■ Required task
Go through the entries below and print each one exactly, leaving out pictures.

Excerpts of pointing data

——————————

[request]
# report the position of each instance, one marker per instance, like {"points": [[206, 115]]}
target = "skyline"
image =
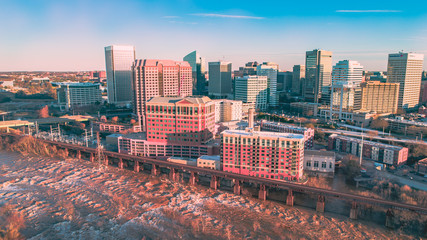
{"points": [[41, 37]]}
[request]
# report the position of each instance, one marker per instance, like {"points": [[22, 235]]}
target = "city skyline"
{"points": [[58, 36]]}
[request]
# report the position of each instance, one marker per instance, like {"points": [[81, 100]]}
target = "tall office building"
{"points": [[118, 62], [270, 70], [379, 97], [220, 82], [345, 90], [252, 89], [298, 78], [406, 69], [198, 67], [318, 70], [154, 78]]}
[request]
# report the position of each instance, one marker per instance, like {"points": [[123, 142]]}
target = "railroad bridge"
{"points": [[175, 171]]}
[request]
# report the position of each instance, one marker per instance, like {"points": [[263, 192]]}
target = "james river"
{"points": [[71, 199]]}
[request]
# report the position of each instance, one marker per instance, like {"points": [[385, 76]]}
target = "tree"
{"points": [[379, 124], [44, 112]]}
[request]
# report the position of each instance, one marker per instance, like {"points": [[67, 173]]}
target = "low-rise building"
{"points": [[269, 155], [380, 152], [227, 110], [77, 94], [180, 160], [422, 167], [308, 133], [305, 108], [212, 162], [319, 163]]}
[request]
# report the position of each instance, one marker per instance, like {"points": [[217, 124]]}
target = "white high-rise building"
{"points": [[118, 61], [252, 89], [345, 90], [406, 69], [270, 70]]}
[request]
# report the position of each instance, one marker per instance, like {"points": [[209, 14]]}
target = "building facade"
{"points": [[318, 71], [176, 120], [198, 67], [252, 89], [379, 97], [154, 78], [308, 133], [406, 69], [220, 82], [270, 155], [345, 90], [270, 70], [118, 63], [77, 94], [319, 162], [298, 78], [379, 152], [228, 110]]}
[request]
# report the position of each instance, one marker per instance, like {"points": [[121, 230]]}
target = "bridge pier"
{"points": [[290, 198], [136, 166], [172, 174], [237, 187], [353, 211], [389, 218], [193, 178], [214, 182], [155, 170], [320, 205], [262, 194]]}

——————————

■ Finished answer
[request]
# report the position of each instance, one marker per instance, like {"points": [[206, 115]]}
target = "skyline"
image =
{"points": [[41, 37]]}
[request]
# report the position of each instance, one marker per instance, like {"points": [[22, 235]]}
target = "city skyline"
{"points": [[58, 36]]}
[request]
# report the position of each instance, one marker per instance, like {"points": [[81, 100]]}
target = "tall office building"
{"points": [[118, 62], [270, 70], [379, 97], [220, 82], [345, 90], [252, 89], [298, 78], [406, 69], [198, 67], [318, 70], [154, 78]]}
[request]
# report the position of each instance, one marker per instance, like {"points": [[123, 142]]}
target = "railroad bridge"
{"points": [[175, 171]]}
[request]
# report the position of each instance, one marker per instance, like {"points": [[263, 192]]}
target = "james river"
{"points": [[71, 199]]}
[request]
# report the position of each instance, one marker per instance, like {"points": [[385, 76]]}
target = "tree"
{"points": [[379, 124], [44, 112]]}
[request]
# report the position of each instance, one marker per instance, like {"points": [[67, 173]]}
target = "low-rise building"
{"points": [[269, 155], [380, 152], [227, 110], [77, 94], [180, 160], [422, 167], [308, 133], [305, 108], [212, 162], [319, 163]]}
[request]
# report the position of each instance, one marker per instance, like {"points": [[217, 124]]}
target = "white high-rise building"
{"points": [[118, 61], [252, 89], [345, 90], [406, 69], [270, 70]]}
[request]
# report the position of each instance, one marker per instance, like {"points": [[209, 14]]}
target = "building facade"
{"points": [[318, 71], [176, 120], [198, 67], [252, 89], [379, 97], [154, 78], [308, 133], [406, 69], [220, 82], [270, 155], [345, 90], [270, 70], [118, 63], [77, 94], [319, 162], [298, 78], [379, 152], [228, 110]]}
[request]
# report the position of each instance, one marker per instance, like {"points": [[121, 230]]}
target = "bridge pier"
{"points": [[290, 198], [136, 166], [172, 174], [237, 187], [353, 211], [389, 218], [193, 178], [214, 182], [155, 170], [320, 205], [262, 194]]}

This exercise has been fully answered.